* _OBJECTIF 1_
Recopiez mot pour mot les lignes du listing, de celle qui contient « A point marks every instance of the cabinet » jusqu'à la fin du listing, les deux bornes comprises.

Overblog
Editer l'article Suivre ce blog Administration + Créer mon blog
29 mai 2009 5 29 /05 /mai /2009 21:13

source: Le Jour d'Algérie 30/05/2009

Khaoula Taleb Ibrahimi aborde le problème linguistique en Algérie

«Nous devons nous libérer de l’idéologisation de la langue»

Linguiste et professeur à l’université d’Alger, Khaoula Taleb Ibrahimi pense que l’on devrait dépasser les prises de positions politiques pour résoudre nos questions linguistiques.

Avant d’aborder le sujet, Khaoula Taleb Ibrahimi insiste : «Je participe à ce débat d’abord en tant que citoyenne concernée par la question. Je ne crois pas à la recherche universitaire enfermée sur elle-même. S’ouvrir aux citoyens permet d’enrichir la polémique». Ses mots sont mesurés et son intervention est précise, pas de fausse note ou d’écart.  «En Algérie, la question linguistique a toujours été politisée alors qu’elle touche à l’identité nationale et à l’histoire du pays ! Aujourd’hui, si l’on veut résoudre le problème, nous devons nous libérer de l’idéologisation», dit-elle. Pas aussi facile si l’on sait, par exemple, que la revendication amazighe a été sans cesse la préoccupation de certains partis politiques seulement qui ont fait de l’ombre aux associations apolitiques. Revenant en arrière, la linguiste rappelle qu’en 1949 le PPA (Parti du peuple algérien) a  été le premier à soulever la question de la «pluralité linguistique» et à exiger la reconnaissance, à l’époque déjà, de la dimension amazighe dans la culture algérienne. «Cette revendication a été très vite violemment rejetée, les politiques craignaient la discorde et la division». Depuis, aucun autre parti national n’a osé relancer la polémique. La libération du pays n’y a rien changé. «La classe politique de l’Algérie indépendante n’a pas eu le courage et l’intelligence de revendiquer une Algérie plurielle et unie. Et j’assume ce que je dis. Ces politiciens n’ont jamais posé la problématique du vivre ensemble : Nous sommes tous Algériens mais différents». Pour étayer ses dires, Khaoula Taleb Ibrahimi reprend les mots du premier président algérien Ben Bella qui, en 1962, avait dit dans l’un de ses discours adressé à la nation : «Nous sommes arabes, nous sommes arabes, nous sommes arabes». Elle estime qu’il faudrait revoir, aujourd’hui, cette identité confectionnée sous le parti unique et qui n’a pu être contestée que vers les années 1980.  L’oratrice soutient encore qu’en Algérie, on n’est pas en face d’un problème racial mais plutôt d’un problème culturel et politique. «La revendication linguistique doit être liée à la revendication démocratique. Ainsi, la pluralité linguistique et culturelle algérienne sera reconnue».

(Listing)
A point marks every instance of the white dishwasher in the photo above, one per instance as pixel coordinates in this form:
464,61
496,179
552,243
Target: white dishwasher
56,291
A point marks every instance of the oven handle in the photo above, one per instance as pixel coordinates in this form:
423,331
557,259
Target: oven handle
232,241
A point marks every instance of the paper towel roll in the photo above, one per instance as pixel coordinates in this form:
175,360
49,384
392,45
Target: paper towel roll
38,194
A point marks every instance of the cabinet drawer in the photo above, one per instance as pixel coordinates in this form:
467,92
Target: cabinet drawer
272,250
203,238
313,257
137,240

* _OBJECTIF 2_
Rédigez la suite de l'article sur la question linguistique en Algérie, à partir de sa dernière phrase.

* _RÉSULTAT 1_
A point marks every instance of the cabinet drawer in the photo above, one per instance as pixel coordinates in this form:
467,92
Target: cabinet drawer
272,250
203,238
313,257
137,240

* _RÉSULTAT 2_
La langue et l’histoire

Plus loin, la spécialiste fait remarquer que l’on ne pourrait pas comprendre l’espace linguistique algérien sans revenir à l’histoire de la région de l’Afrique du Nord qui a vu le brassage de nombreuses populations, entre autres berbère (autochtones), vandale, romaine et ensuite arabe, turque et française. Des faits qui attestent de la pluralité de l’Algérie. «C’est une réalité que nous devons accepter et reconnaître. Il est bizarre d’entendre encore des gens contester cet héritage historique !» soutient-elle. Plutôt que de s’occuper de broutilles, Khaoula Taleb Ibrahimi pense qu’aujourd’hui, on devrait s’interroger comment seules l’amazighe et l’arabe ont dépassé le temps et l’espace pour parvenir jusqu’à nous.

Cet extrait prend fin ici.